---------- Records for this exercise

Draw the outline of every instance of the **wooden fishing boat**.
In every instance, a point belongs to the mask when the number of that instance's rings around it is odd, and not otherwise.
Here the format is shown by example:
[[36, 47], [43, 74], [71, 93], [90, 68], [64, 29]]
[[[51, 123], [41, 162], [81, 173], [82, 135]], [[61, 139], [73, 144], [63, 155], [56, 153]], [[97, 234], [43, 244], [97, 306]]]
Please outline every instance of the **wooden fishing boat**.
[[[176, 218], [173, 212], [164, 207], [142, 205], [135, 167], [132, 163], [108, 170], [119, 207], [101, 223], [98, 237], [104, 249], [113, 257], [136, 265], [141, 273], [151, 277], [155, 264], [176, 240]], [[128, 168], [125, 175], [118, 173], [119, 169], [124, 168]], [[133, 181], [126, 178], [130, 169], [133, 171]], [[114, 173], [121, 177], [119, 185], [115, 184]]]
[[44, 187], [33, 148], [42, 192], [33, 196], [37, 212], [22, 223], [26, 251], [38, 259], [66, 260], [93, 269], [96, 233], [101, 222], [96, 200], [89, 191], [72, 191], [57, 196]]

--------------------
---------- Records for this exercise

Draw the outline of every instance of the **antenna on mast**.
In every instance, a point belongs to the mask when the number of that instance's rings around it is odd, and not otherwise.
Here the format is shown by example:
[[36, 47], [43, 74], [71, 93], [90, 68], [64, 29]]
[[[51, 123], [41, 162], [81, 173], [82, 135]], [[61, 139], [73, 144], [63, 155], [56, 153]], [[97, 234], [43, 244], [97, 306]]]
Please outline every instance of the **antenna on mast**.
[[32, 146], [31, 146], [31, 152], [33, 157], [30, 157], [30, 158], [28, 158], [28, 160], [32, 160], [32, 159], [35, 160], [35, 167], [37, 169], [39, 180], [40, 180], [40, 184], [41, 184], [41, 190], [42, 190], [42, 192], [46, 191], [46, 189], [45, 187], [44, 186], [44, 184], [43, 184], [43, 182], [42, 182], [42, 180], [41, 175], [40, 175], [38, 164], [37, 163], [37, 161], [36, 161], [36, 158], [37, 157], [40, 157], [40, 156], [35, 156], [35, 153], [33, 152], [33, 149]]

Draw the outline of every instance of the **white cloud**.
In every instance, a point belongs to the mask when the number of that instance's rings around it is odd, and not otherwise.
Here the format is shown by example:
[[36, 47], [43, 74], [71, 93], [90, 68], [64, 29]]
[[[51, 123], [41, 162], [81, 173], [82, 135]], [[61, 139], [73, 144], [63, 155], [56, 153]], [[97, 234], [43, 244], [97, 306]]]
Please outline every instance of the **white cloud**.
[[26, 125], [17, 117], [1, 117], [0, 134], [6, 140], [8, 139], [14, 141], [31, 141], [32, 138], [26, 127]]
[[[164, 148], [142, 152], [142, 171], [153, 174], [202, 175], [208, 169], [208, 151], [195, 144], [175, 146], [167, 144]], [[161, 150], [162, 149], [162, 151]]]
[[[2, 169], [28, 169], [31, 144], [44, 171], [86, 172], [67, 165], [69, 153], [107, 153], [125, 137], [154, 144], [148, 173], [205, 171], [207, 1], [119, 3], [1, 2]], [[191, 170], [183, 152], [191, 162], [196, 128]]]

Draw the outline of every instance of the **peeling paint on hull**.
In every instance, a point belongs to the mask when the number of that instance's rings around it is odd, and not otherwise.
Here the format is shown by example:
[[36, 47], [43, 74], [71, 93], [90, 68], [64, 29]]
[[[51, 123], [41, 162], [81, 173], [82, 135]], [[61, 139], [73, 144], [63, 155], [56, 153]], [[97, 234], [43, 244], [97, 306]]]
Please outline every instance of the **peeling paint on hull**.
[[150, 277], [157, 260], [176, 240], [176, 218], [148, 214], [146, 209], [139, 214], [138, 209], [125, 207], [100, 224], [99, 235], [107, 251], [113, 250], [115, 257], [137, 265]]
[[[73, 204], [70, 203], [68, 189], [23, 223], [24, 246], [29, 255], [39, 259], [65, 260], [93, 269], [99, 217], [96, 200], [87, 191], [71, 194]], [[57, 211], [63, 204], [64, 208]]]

--------------------

Collect every line of the records above that contains the string "paint", and treat uppercase and lowercase letters as different.

_Result below_.
Draw the outline of every instance of the **peeling paint on hull**.
Please outline every instance of the **peeling paint on hull**.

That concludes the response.